**Saved entries**
+-------+

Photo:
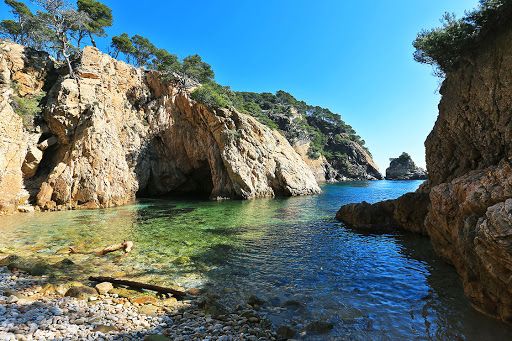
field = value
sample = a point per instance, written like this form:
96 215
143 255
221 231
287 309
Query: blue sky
352 56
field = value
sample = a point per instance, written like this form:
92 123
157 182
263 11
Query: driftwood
138 285
126 246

+-------+

**Goal of the exercise**
What you return should match the records line for line, minus the pictures.

**Output of the task**
Photo:
field = value
sample = a point per instance, written like this form:
96 215
143 255
221 231
287 309
Query: blue sky
352 56
field = value
sample = a point per instance, written like this form:
92 123
157 182
263 11
Query: driftwood
138 285
126 246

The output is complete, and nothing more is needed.